[START OF SUPPLIED PASSAGE]

Meet

Ryan James MacFarland

You shoot on film rather than in digital. What about that process has encouraged you to hold fast to film photography rather than transitioning to digital? Do you strictly use film?
I do strictly use film and print traditionally straight to paper. I pray that Kodak and Fuji outlive me since I am not the biggest fan of computers. I like being grounded in reality—a physical reality around me that I can interact with and touch, which I feel traditional photographic methods allow me, personally, to do better. Many of the important parts of my creative process would be eliminated if I worked digitally.
The Daymoon series took you quite a few years and many moons to complete. How did you first become interested in daytime moons, and where were the photos taken?
The daymoon photographs from Tide Study were shot over a period of four years during which I encountered the phenomena 15 times. From the first time I noticed the Moon during daylight, I was instantly both seduced and confused. It became a hunt to document this odd occurrence where it seemed almost as if something had gone awry with the rotations of the Moon around the Earth and the Earth around the Sun. The images were taken all over the world from the south of France to Los Angeles.
Slant
From the first time I noticed the Moon during daylight, I was instantly both seduced and confused. It became a hunt to document this odd occurrence where it seemed almost as if something had gone awry with the rotations of the Moon around the Earth and the Earth around the Sun. — Ryan James MacFarland
What was the inspiration behind the Tide Study series?
For as long as I can remember, I have had an overwhelming obsession with nature and it’s mechanics. Tide Study was a way of presenting how I look at the natural world. Rather than breaking down the complex systems of nature to their base elements, I wanted to show the relationship between the Moon and Earth’s water as an ethereal and mystical symbiosis.

[END OF SUPPLIED PASSAGE]

DIRECTIVE 1:
In the interview, over how many years were the daymoon photographs from Tide Study shot?

[START OF STORED RECORDS]

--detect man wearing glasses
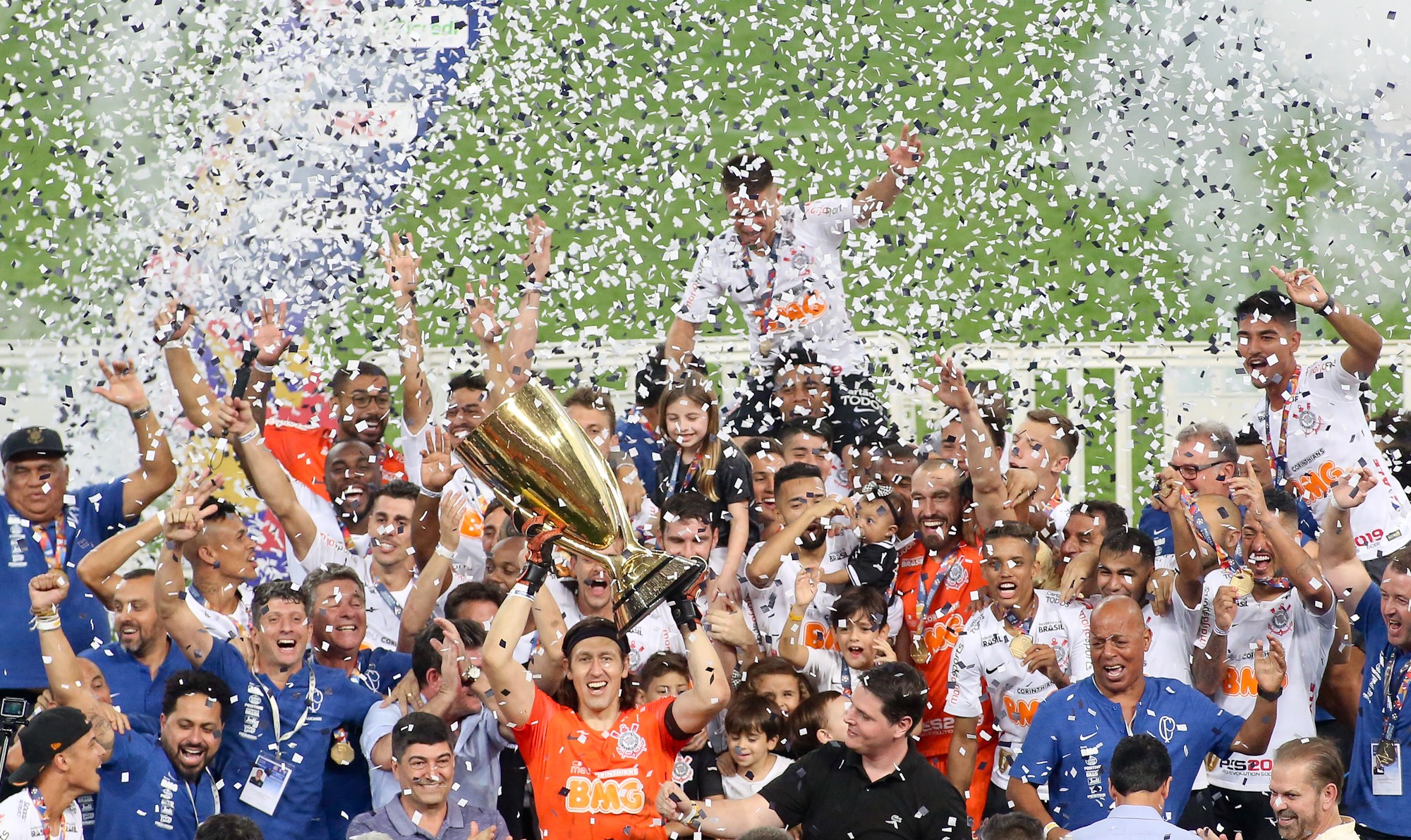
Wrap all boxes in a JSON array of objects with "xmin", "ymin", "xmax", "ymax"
[{"xmin": 1137, "ymin": 421, "xmax": 1239, "ymax": 568}]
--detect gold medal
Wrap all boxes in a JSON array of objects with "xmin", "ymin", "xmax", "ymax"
[
  {"xmin": 329, "ymin": 741, "xmax": 356, "ymax": 767},
  {"xmin": 912, "ymin": 627, "xmax": 931, "ymax": 665}
]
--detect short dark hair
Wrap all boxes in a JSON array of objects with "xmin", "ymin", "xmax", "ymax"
[
  {"xmin": 563, "ymin": 385, "xmax": 617, "ymax": 427},
  {"xmin": 739, "ymin": 434, "xmax": 785, "ymax": 458},
  {"xmin": 1274, "ymin": 738, "xmax": 1348, "ymax": 801},
  {"xmin": 329, "ymin": 360, "xmax": 388, "ymax": 394},
  {"xmin": 1024, "ymin": 409, "xmax": 1078, "ymax": 458},
  {"xmin": 1102, "ymin": 527, "xmax": 1156, "ymax": 568},
  {"xmin": 367, "ymin": 477, "xmax": 422, "ymax": 513},
  {"xmin": 457, "ymin": 371, "xmax": 490, "ymax": 391},
  {"xmin": 299, "ymin": 562, "xmax": 367, "ymax": 603},
  {"xmin": 1264, "ymin": 487, "xmax": 1298, "ymax": 516},
  {"xmin": 1235, "ymin": 289, "xmax": 1298, "ymax": 326},
  {"xmin": 832, "ymin": 586, "xmax": 886, "ymax": 627},
  {"xmin": 978, "ymin": 810, "xmax": 1044, "ymax": 840},
  {"xmin": 162, "ymin": 669, "xmax": 233, "ymax": 720},
  {"xmin": 775, "ymin": 462, "xmax": 823, "ymax": 493},
  {"xmin": 656, "ymin": 490, "xmax": 715, "ymax": 532},
  {"xmin": 1110, "ymin": 733, "xmax": 1171, "ymax": 796},
  {"xmin": 250, "ymin": 578, "xmax": 313, "ymax": 628},
  {"xmin": 196, "ymin": 813, "xmax": 264, "ymax": 840},
  {"xmin": 725, "ymin": 692, "xmax": 785, "ymax": 738},
  {"xmin": 858, "ymin": 662, "xmax": 927, "ymax": 726},
  {"xmin": 412, "ymin": 620, "xmax": 485, "ymax": 685},
  {"xmin": 392, "ymin": 712, "xmax": 456, "ymax": 761},
  {"xmin": 444, "ymin": 580, "xmax": 508, "ymax": 619},
  {"xmin": 775, "ymin": 418, "xmax": 832, "ymax": 446},
  {"xmin": 1072, "ymin": 499, "xmax": 1130, "ymax": 542},
  {"xmin": 720, "ymin": 152, "xmax": 775, "ymax": 197}
]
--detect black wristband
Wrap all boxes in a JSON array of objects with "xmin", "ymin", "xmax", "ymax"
[
  {"xmin": 672, "ymin": 597, "xmax": 701, "ymax": 633},
  {"xmin": 519, "ymin": 562, "xmax": 549, "ymax": 595}
]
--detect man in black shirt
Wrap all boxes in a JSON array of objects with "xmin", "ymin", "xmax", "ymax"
[{"xmin": 656, "ymin": 662, "xmax": 971, "ymax": 840}]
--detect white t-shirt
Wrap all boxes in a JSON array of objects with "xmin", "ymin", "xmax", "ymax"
[
  {"xmin": 545, "ymin": 578, "xmax": 686, "ymax": 671},
  {"xmin": 186, "ymin": 586, "xmax": 254, "ymax": 640},
  {"xmin": 720, "ymin": 755, "xmax": 793, "ymax": 799},
  {"xmin": 396, "ymin": 420, "xmax": 495, "ymax": 580},
  {"xmin": 0, "ymin": 786, "xmax": 83, "ymax": 840},
  {"xmin": 1252, "ymin": 357, "xmax": 1411, "ymax": 561},
  {"xmin": 803, "ymin": 650, "xmax": 862, "ymax": 698},
  {"xmin": 945, "ymin": 589, "xmax": 1092, "ymax": 788},
  {"xmin": 676, "ymin": 197, "xmax": 868, "ymax": 374},
  {"xmin": 1201, "ymin": 569, "xmax": 1338, "ymax": 791}
]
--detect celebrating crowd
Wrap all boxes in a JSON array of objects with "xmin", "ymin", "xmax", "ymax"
[{"xmin": 0, "ymin": 123, "xmax": 1411, "ymax": 840}]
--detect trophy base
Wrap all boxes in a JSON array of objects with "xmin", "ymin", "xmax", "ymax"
[{"xmin": 612, "ymin": 551, "xmax": 708, "ymax": 633}]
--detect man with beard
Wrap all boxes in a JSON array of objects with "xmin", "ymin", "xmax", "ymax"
[
  {"xmin": 1006, "ymin": 597, "xmax": 1287, "ymax": 840},
  {"xmin": 945, "ymin": 523, "xmax": 1092, "ymax": 816},
  {"xmin": 349, "ymin": 712, "xmax": 509, "ymax": 840},
  {"xmin": 363, "ymin": 619, "xmax": 514, "ymax": 809},
  {"xmin": 0, "ymin": 361, "xmax": 176, "ymax": 702},
  {"xmin": 30, "ymin": 572, "xmax": 230, "ymax": 840},
  {"xmin": 1235, "ymin": 268, "xmax": 1411, "ymax": 575},
  {"xmin": 1182, "ymin": 476, "xmax": 1338, "ymax": 840},
  {"xmin": 157, "ymin": 507, "xmax": 381, "ymax": 840},
  {"xmin": 484, "ymin": 524, "xmax": 729, "ymax": 837},
  {"xmin": 1268, "ymin": 738, "xmax": 1357, "ymax": 840}
]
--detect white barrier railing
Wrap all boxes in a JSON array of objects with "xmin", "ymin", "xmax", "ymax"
[{"xmin": 0, "ymin": 333, "xmax": 1411, "ymax": 510}]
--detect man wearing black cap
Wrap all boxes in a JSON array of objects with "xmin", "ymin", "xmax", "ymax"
[
  {"xmin": 0, "ymin": 706, "xmax": 107, "ymax": 840},
  {"xmin": 483, "ymin": 535, "xmax": 729, "ymax": 839},
  {"xmin": 0, "ymin": 361, "xmax": 176, "ymax": 699}
]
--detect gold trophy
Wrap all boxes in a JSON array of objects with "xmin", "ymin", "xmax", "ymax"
[{"xmin": 456, "ymin": 381, "xmax": 706, "ymax": 631}]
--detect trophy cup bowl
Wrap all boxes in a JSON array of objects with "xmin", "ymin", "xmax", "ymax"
[{"xmin": 454, "ymin": 381, "xmax": 707, "ymax": 633}]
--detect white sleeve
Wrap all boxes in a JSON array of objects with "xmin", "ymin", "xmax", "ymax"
[
  {"xmin": 796, "ymin": 197, "xmax": 858, "ymax": 248},
  {"xmin": 676, "ymin": 240, "xmax": 725, "ymax": 324},
  {"xmin": 945, "ymin": 616, "xmax": 983, "ymax": 717}
]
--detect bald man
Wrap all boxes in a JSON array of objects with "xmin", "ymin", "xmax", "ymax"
[{"xmin": 1009, "ymin": 597, "xmax": 1284, "ymax": 840}]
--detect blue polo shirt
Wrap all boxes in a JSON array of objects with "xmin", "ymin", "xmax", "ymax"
[
  {"xmin": 92, "ymin": 730, "xmax": 217, "ymax": 840},
  {"xmin": 0, "ymin": 476, "xmax": 127, "ymax": 688},
  {"xmin": 315, "ymin": 648, "xmax": 412, "ymax": 840},
  {"xmin": 1010, "ymin": 676, "xmax": 1245, "ymax": 832},
  {"xmin": 1342, "ymin": 583, "xmax": 1411, "ymax": 836},
  {"xmin": 79, "ymin": 640, "xmax": 190, "ymax": 717},
  {"xmin": 202, "ymin": 638, "xmax": 382, "ymax": 840}
]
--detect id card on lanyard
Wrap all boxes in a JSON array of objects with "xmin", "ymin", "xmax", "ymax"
[{"xmin": 240, "ymin": 666, "xmax": 317, "ymax": 816}]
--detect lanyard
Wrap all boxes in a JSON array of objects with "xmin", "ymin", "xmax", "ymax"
[
  {"xmin": 34, "ymin": 514, "xmax": 69, "ymax": 571},
  {"xmin": 254, "ymin": 665, "xmax": 317, "ymax": 753},
  {"xmin": 373, "ymin": 580, "xmax": 402, "ymax": 619},
  {"xmin": 1264, "ymin": 367, "xmax": 1304, "ymax": 486},
  {"xmin": 916, "ymin": 548, "xmax": 961, "ymax": 631},
  {"xmin": 1381, "ymin": 644, "xmax": 1411, "ymax": 741},
  {"xmin": 30, "ymin": 785, "xmax": 69, "ymax": 840},
  {"xmin": 745, "ymin": 231, "xmax": 779, "ymax": 336}
]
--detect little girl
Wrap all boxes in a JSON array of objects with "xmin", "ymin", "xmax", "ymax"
[
  {"xmin": 652, "ymin": 382, "xmax": 753, "ymax": 603},
  {"xmin": 721, "ymin": 693, "xmax": 793, "ymax": 799}
]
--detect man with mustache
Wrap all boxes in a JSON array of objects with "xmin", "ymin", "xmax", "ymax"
[
  {"xmin": 1235, "ymin": 268, "xmax": 1411, "ymax": 576},
  {"xmin": 30, "ymin": 572, "xmax": 230, "ymax": 840},
  {"xmin": 1182, "ymin": 476, "xmax": 1338, "ymax": 840},
  {"xmin": 349, "ymin": 712, "xmax": 509, "ymax": 840}
]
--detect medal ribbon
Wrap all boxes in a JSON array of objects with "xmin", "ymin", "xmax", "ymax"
[
  {"xmin": 1381, "ymin": 644, "xmax": 1411, "ymax": 741},
  {"xmin": 1264, "ymin": 367, "xmax": 1304, "ymax": 486},
  {"xmin": 34, "ymin": 514, "xmax": 69, "ymax": 571}
]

[END OF STORED RECORDS]

DIRECTIVE 2:
Rewrite the records starting at the line containing "--detect medal ribbon" and ending at the last line of the records, shifting every bounding-box coordinate in the answers up by 8.

SOLUTION 1:
Four years.

SOLUTION 2:
--detect medal ribbon
Wrap all boxes in a JSON array of objects with "xmin", "ymin", "xmax", "ymax"
[
  {"xmin": 1389, "ymin": 652, "xmax": 1419, "ymax": 749},
  {"xmin": 1272, "ymin": 375, "xmax": 1312, "ymax": 494},
  {"xmin": 42, "ymin": 522, "xmax": 77, "ymax": 579}
]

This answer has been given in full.